-------- Verilen metin --------

Milli Mücadelenin Sesi: Anadolu Ajansı
Ece Nisa Güven
“Değil mi, evvela kendini ve mümkünse bütün vatanı kurtaracak olan Anadolu’dur. O halde kararımızı vermiş olalım, Anadolu Ajansı…”
Osmanlı Devleti’nin işgal kuvvetlerinin hâkimiyeti altında olduğu dönemde Mustafa Kemal Atatürk, Samsun’a çıkarak milli mücadele hareketini başlattı. Mustafa Kemal’in Samsun’a çıkışıyla başlayan milli mücadele, çeşitli kongreler ve anlaşmalarla devam etti. Bu dönemde yaşanan en büyük sorunlardan biri bağımsızlık mücadelesinin ve yaşanan askeri, siyasi gelişmelerin tüm Anadolu’ya duyurulamamasıydı. Sivas Kongresi’nden hemen sonra bu soruna çözüm bulma amacıyla Mustafa Kemal’in talebi doğrultusunda 14 Eylül 1919’da İrade-i Milliye, 10 Ocak 1920’de ise Hâkimiyet-i Milliye gazeteleri yayımlanmaya başladı.
Gazeteler her ne kadar kurtuluş mücadelesine destek sağlasa da Anadolu’nun farklı kesimlerine yeteri kadar ulaşamıyor ve milli mücadelenin gerekliliğini iç ve dış kamuoyuna yeteri kadar anlatılamıyordu. Kurtuluş Savaşı’nı dış kamuoyuna anlatmak, milli mücadelenin haklılığını açıklayabilmek ve Türkiye’nin kazandığı siyasi, askeri başarıları gösterebilmek için oldukça önemliydi.

--------

Görevler ->
1 – Anadolu Ajansı metnindeki "Gazeteler her ne" ifadesinden "için oldukça önemliydi." ifadesine kadar olan kısmı kelimesi kelimesine aktarın.
2 – Anadolu Ajansı metnindeki "Mustafa Kemal’in Samsun’a çıkışıyla başlayan milli mücadele, çeşitli kongreler ve anlaşmalarla devam etti." cümlesini İngilizceye çevirin.
3 – Anadolu Ajansı metninde adıyla anılan gazete, ajans ve kongrelerin hepsini sıralayın.

-------- Veri kümesi alıntıları --------

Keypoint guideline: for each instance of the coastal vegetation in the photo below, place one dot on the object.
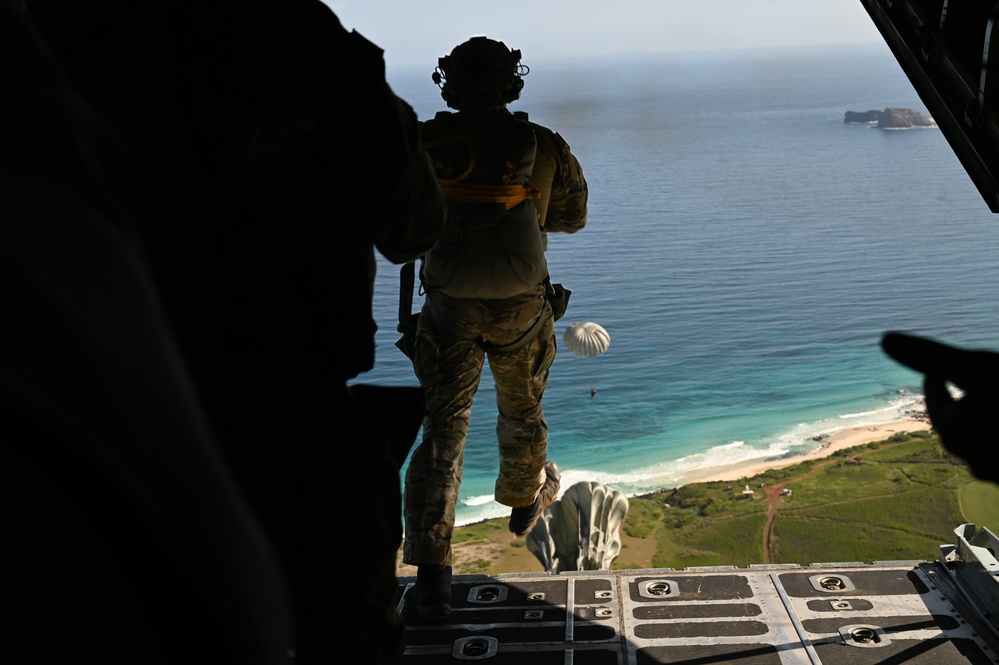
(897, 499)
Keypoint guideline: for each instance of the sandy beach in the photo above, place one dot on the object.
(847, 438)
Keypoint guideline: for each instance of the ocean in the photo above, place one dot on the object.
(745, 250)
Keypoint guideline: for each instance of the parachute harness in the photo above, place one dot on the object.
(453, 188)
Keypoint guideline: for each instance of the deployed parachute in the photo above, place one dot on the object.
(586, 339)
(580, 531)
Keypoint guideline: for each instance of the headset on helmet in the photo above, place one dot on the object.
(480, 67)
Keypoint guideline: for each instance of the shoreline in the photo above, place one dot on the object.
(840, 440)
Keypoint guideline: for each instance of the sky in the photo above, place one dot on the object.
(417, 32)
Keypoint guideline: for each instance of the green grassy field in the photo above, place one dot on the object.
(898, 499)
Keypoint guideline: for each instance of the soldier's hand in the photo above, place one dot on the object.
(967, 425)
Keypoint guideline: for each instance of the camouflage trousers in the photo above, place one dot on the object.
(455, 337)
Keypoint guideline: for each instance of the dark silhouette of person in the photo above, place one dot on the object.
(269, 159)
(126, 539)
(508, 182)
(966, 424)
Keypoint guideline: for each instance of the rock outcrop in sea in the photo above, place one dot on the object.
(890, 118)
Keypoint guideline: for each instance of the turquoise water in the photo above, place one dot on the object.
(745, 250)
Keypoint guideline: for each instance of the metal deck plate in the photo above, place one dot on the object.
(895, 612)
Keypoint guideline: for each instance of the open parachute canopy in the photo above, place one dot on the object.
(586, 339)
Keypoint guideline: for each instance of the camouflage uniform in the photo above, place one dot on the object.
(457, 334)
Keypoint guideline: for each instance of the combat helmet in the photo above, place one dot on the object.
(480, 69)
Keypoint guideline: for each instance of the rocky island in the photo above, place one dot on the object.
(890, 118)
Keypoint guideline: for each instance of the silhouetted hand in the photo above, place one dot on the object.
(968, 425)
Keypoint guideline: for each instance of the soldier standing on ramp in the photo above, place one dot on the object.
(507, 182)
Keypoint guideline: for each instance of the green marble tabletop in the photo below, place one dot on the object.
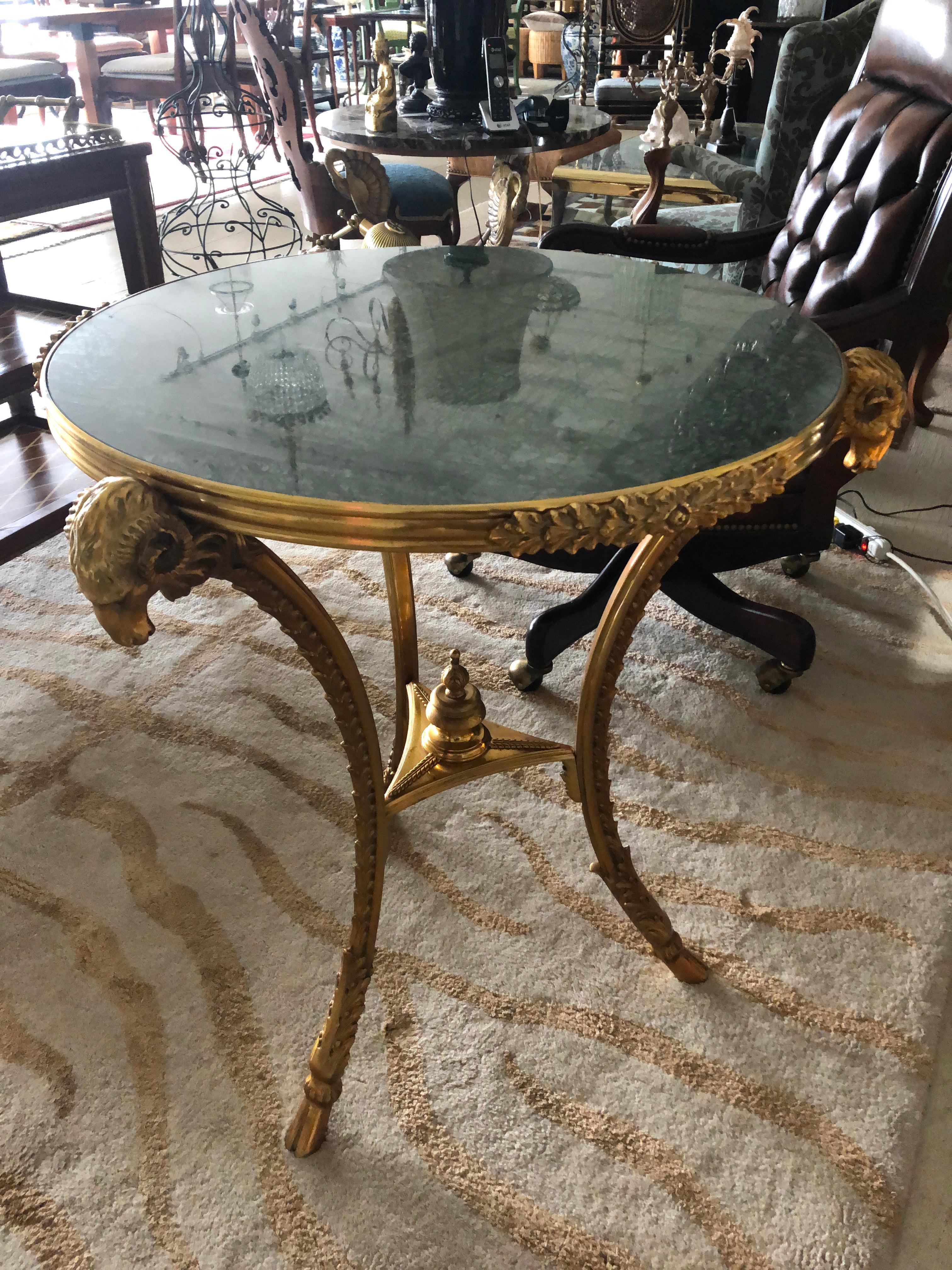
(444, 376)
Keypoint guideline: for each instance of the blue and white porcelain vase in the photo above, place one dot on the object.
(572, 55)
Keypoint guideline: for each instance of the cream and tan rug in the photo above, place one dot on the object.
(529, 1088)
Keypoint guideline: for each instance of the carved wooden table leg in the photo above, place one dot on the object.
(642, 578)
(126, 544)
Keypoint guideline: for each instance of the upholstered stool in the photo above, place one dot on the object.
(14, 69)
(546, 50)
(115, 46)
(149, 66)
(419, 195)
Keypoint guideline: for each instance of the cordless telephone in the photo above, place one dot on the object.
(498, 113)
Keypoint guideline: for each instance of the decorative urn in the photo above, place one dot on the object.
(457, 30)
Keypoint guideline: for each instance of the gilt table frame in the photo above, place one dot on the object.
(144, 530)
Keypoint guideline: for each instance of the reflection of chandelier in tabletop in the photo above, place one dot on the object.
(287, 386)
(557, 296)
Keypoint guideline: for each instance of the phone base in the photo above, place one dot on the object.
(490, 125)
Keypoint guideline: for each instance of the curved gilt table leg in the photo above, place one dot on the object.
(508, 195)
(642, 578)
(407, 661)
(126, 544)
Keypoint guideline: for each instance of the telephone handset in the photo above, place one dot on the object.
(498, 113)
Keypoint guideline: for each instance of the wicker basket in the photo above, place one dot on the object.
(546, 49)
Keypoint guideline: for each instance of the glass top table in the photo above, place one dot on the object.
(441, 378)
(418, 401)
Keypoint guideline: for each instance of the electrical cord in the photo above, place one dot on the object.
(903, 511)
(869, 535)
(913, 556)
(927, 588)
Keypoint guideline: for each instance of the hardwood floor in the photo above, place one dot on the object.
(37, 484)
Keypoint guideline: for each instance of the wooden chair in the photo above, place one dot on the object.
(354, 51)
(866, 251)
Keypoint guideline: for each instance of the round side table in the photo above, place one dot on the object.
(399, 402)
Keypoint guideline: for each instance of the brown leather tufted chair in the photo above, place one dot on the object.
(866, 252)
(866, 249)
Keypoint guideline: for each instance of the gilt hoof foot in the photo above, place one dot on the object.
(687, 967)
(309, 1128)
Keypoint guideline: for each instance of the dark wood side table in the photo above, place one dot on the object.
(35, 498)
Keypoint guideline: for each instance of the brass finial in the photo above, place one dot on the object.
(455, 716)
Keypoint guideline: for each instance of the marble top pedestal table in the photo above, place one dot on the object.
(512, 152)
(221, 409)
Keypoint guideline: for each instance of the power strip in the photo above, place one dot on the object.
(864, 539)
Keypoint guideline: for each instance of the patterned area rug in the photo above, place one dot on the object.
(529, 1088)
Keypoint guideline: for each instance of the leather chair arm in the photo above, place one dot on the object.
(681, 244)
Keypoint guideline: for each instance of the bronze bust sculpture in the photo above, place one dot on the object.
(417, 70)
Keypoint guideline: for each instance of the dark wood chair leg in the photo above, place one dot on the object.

--------

Görev yanıtları ->
1 –
Gazeteler her ne kadar kurtuluş mücadelesine destek sağlasa da Anadolu’nun farklı kesimlerine yeteri kadar ulaşamıyor ve milli mücadelenin gerekliliğini iç ve dış kamuoyuna yeteri kadar anlatılamıyordu. Kurtuluş Savaşı’nı dış kamuoyuna anlatmak, milli mücadelenin haklılığını açıklayabilmek ve Türkiye’nin kazandığı siyasi, askeri başarıları gösterebilmek için oldukça önemliydi.

2 – The national struggle, which began with Mustafa Kemal's landing at Samsun, continued with various congresses and agreements.

3 –
- Anadolu Ajansı
- İrade-i Milliye
- Hâkimiyet-i Milliye
- Sivas Kongresi